Passage
▼

Town Council expected to approve Bravery Park site on Alder

May 25, 2017   ·   0 Comments

By Mike Pickford

Following a nearly decade-long search for a home in Orangeville it is expected that Town Council will finally sign off on a permanent location for Bravery Park next week.

A concept almost eight years in the making, the innovative project was launched back in 2010 by mother-daughter tandem Shannon and Valerie McGrady as they sought to provide local residents with a “place of reflection” to honour the bravery, achievements and sacrifices of members of the Canadian military.

The park, which, pending council approval, will be built beside the Alder Recreation Centre, is set to become only the second such structure in all of Canada, following on from a site in Prince George, British Columbia.

While the notion of Bravery Park today represents a number of positive ideologies, it was one born out of tragedy. On May 25, 2007 Orangeville native Matthew McCully – brother to Shannon and son to Valerie – was killed by a roadside bomb near a small village outside of Kandahar City, Afghanistan. In what was his second tour of the war-torn Middle Eastern nation, Cpl. McCully was a member of the Operation Mentoring and Liaison Team that trained Afghani soldiers before his untimely death.

▲

What you will do
- 1) Reproduce the Bravery Park article from "May 25, 2017" up to and including "George, British Columbia.", swapping "Prince George" for "Kamloops".
- 2) According to the Bravery Park article, in what year was the project launched?
None of the stored data is needed.

Stored data
▼

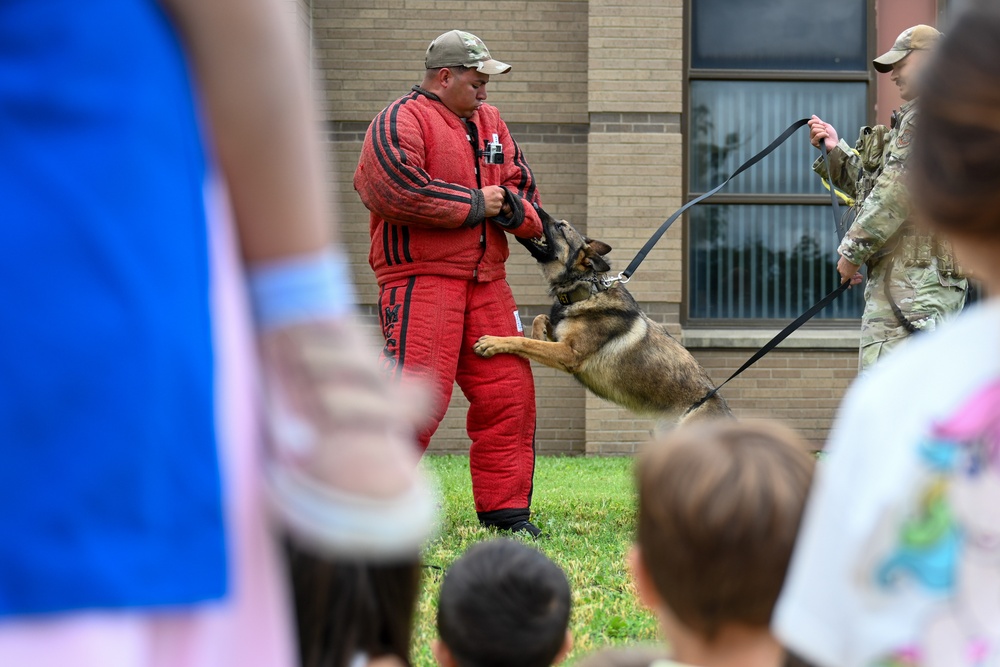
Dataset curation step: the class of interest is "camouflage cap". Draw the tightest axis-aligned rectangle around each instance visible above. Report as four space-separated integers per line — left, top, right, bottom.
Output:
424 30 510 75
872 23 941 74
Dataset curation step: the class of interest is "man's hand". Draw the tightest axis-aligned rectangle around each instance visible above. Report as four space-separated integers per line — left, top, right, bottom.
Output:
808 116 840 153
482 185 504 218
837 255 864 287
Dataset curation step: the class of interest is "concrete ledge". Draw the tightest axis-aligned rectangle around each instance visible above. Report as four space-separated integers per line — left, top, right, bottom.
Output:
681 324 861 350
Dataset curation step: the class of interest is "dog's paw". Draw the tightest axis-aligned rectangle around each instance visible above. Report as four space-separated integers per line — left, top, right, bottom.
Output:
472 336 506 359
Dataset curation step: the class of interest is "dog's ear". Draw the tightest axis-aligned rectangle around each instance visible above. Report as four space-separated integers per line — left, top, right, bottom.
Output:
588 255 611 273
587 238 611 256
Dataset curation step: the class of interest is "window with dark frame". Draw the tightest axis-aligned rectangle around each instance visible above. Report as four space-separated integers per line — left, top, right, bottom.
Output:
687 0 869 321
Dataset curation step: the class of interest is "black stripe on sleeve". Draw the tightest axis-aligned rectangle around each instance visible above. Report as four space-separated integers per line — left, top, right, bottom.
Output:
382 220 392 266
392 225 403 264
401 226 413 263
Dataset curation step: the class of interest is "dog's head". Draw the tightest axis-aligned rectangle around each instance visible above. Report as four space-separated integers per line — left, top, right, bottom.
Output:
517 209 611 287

▲

Answers to the exercise
- 1)
May 25, 2017   ·   0 Comments

By Mike Pickford

Following a nearly decade-long search for a home in Orangeville it is expected that Town Council will finally sign off on a permanent location for Bravery Park next week.

A concept almost eight years in the making, the innovative project was launched back in 2010 by mother-daughter tandem Shannon and Valerie McGrady as they sought to provide local residents with a “place of reflection” to honour the bravery, achievements and sacrifices of members of the Canadian military.

The park, which, pending council approval, will be built beside the Alder Recreation Centre, is set to become only the second such structure in all of Canada, following on from a site in Kamloops, British Columbia.

- 2) 2010